● **Exercise details**
A word-for-word repetition of all the entries is needed.

● **Data shown**
>>>

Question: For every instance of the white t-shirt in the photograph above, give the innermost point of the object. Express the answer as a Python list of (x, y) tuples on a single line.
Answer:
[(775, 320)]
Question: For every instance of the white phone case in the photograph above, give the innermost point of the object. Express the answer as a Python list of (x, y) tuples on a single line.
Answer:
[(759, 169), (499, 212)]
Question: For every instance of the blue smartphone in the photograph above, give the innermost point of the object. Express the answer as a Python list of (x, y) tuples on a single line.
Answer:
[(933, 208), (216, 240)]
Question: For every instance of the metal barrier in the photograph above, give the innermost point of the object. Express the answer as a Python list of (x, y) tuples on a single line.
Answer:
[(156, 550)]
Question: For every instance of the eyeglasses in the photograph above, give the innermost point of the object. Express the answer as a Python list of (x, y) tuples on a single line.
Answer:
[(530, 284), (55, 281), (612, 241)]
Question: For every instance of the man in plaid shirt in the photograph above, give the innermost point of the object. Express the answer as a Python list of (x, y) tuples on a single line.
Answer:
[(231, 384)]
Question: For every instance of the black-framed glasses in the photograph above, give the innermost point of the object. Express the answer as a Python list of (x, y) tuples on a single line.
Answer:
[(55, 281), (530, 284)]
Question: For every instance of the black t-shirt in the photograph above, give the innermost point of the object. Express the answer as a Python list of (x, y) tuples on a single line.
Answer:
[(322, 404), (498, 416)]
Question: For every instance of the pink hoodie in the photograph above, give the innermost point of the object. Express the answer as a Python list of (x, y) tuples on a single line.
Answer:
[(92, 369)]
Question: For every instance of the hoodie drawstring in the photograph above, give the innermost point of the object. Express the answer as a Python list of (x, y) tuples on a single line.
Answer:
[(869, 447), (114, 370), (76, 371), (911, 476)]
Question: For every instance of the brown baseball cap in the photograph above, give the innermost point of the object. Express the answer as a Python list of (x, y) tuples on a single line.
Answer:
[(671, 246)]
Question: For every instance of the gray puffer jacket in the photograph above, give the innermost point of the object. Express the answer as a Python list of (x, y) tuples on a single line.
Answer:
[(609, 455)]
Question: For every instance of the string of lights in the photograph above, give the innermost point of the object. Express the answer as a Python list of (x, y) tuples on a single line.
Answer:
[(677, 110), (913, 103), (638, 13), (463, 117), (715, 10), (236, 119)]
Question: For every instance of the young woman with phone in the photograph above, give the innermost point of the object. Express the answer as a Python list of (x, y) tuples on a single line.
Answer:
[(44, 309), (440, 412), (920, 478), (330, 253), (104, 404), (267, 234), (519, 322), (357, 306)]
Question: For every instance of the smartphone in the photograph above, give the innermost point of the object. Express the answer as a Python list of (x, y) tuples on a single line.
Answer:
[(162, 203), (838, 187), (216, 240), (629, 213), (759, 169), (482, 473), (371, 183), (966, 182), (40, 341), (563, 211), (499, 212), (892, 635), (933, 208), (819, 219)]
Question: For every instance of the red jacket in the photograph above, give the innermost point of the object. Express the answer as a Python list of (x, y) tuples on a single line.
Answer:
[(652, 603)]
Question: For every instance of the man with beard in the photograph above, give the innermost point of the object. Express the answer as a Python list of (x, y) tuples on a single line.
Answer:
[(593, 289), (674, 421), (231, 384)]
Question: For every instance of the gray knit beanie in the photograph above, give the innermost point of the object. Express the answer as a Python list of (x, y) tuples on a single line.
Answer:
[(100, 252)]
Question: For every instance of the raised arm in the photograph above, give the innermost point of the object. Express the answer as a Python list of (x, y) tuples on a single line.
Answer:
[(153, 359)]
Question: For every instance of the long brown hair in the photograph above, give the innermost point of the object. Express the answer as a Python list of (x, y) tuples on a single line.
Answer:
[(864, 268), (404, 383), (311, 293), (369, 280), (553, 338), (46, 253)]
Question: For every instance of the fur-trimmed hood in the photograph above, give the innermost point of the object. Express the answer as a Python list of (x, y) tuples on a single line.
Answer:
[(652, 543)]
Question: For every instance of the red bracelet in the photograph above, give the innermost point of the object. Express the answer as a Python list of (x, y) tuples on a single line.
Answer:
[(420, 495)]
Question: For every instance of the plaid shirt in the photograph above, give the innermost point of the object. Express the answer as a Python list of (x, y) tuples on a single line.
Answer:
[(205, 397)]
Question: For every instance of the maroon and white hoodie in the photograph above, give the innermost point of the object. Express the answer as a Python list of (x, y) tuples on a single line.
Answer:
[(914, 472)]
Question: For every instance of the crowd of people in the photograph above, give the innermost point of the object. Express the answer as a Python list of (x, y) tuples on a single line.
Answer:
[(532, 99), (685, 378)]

<<<

● **Result of this task**
Question: For every instance of the white t-shirt in the photograph above, give the innermost point of the object. Express the answer as a Python list of (x, y) tuples on a single line.
Answer:
[(775, 320)]
Question: For every instance of the white phone case in the photograph above, give the innermost point of the object. Express the answer as a Python list of (x, y) tuples on a single line.
Answer:
[(759, 169), (499, 212)]
Question: For every instance of the blue smartphone in the photograph above, give the innermost point of the object. Express the answer as a Python list of (x, y) tuples on a single line.
Answer:
[(933, 208), (216, 240)]
Question: For every instance of the metal barrier in the photograph above, give the innermost point of the object. Express the answer as a Python list of (x, y) tuples on a single line.
Answer:
[(156, 550)]
Question: For every instance of the eyeglasses in the photograph above, give the innermost point of the object. Express the answer as a Python list of (x, y) tuples on a single line.
Answer:
[(530, 284), (55, 281), (612, 241)]
Question: For every instance of the man in plaid shirt in the photograph above, give the innermost point of the object. Express the answer as a Python list of (x, y) tuples on a single line.
Answer:
[(231, 384)]
Question: For every instance of the black-framed glasses in the photograph above, give the innermost point of the object. Express the answer as a Python list of (x, y) tuples on a single line.
Answer:
[(55, 281), (530, 284)]
Question: For every instance of the black t-shirt in the photograph above, give the innermost point of the object. Express the answer as a Python list of (x, y) tuples on a single line.
Answer:
[(322, 404), (498, 416)]
Question: For every instance of the pink hoodie in the photograph above, give the innermost point of the object. Express the answer as a Python list of (x, y) tuples on a single line.
Answer:
[(92, 369)]
Question: For every instance of the hoodie drawstring in the photograph above, give the innermost point of the object. Express the answer as a Python list of (x, y) tuples on a single line.
Answer:
[(869, 447), (114, 370), (76, 371), (911, 476)]
Question: For every instance of the brown baseball cap in the photograph above, give the innermost point of the object. Express the answer as a Python list of (x, y) tuples on a single line.
Answer:
[(671, 246)]
Question: For every instance of the gray puffer jacket in the photograph above, give the innermost point of the object. Express the answer as a Python list of (x, y) tuples on a single line.
Answer:
[(609, 455)]
Question: For every instance of the string of lights in the photograph above, give the innermost point of the object. Express the answer as a Python list of (x, y) tuples on a single line.
Answer:
[(677, 110), (913, 103), (638, 13), (463, 117), (715, 10), (236, 119)]
Question: For every instance of the young woman with phone in the photograph above, give the innermost point of the object. Express the answer as a Python list of (x, y) tuples on a single line.
Answer:
[(44, 309), (440, 412), (920, 478), (330, 253), (104, 404), (267, 234), (519, 322), (357, 306)]
Question: For every instance of the smartphone in the photograph above, give the innermost point of the object. Express the answer as a Python list of (x, y) tuples on a single line.
Answer:
[(162, 203), (838, 187), (216, 240), (629, 213), (759, 169), (482, 473), (371, 183), (966, 182), (40, 341), (563, 211), (499, 212), (892, 635), (933, 208), (819, 219)]
Question: For every instance of the red jacket in the photograph above, give the innermost point of the object. Express the answer as a Python list of (x, y) tuples on a single line.
Answer:
[(652, 603)]
Question: For every instance of the man with beard in the photograph above, give the innermost point of the object. Express the answer as a Python list of (x, y) tuples on a single line.
Answer:
[(593, 289), (674, 421), (231, 384)]
Question: For every instance of the gray knit beanie in the photograph above, give the innermost point of the object. Express the answer as a Python list of (x, y) tuples on a single line.
Answer:
[(100, 252)]
Question: For every instance of the raised arm in the photograph above, give the innermost point of the object. Express the answer as a Python list of (x, y) tuples on a single line.
Answer:
[(153, 359)]
Question: For every instance of the long brown hair in the photograph above, give the innermost point of the object. Express the answer as a Python list of (x, y) tuples on a single line.
Answer:
[(864, 268), (404, 383), (311, 293), (369, 280), (553, 338), (46, 253)]
Question: For every instance of the fur-trimmed hood in the photograph above, give the innermost point of the object. Express the answer as a Python list of (x, y) tuples on a single line.
Answer:
[(652, 543)]
Question: For every instance of the red bracelet in the photograph above, give the innermost point of the object. Express the answer as a Python list of (x, y) tuples on a single line.
Answer:
[(420, 495)]
Question: For every instance of the plaid shirt in the photograph above, give the innermost point of the object. Express the answer as a Python list of (x, y) tuples on a single line.
Answer:
[(205, 397)]
Question: For every instance of the maroon and white hoodie in the photograph above, give the innermost point of the object. Express the answer as a Python list of (x, y) tuples on a single line.
Answer:
[(914, 472)]
Question: For every instance of the crowd of people in the photograph above, give the innermost point of the object. Express the answer as a Python list of (x, y) tuples on a single line.
Answer:
[(532, 99), (685, 378)]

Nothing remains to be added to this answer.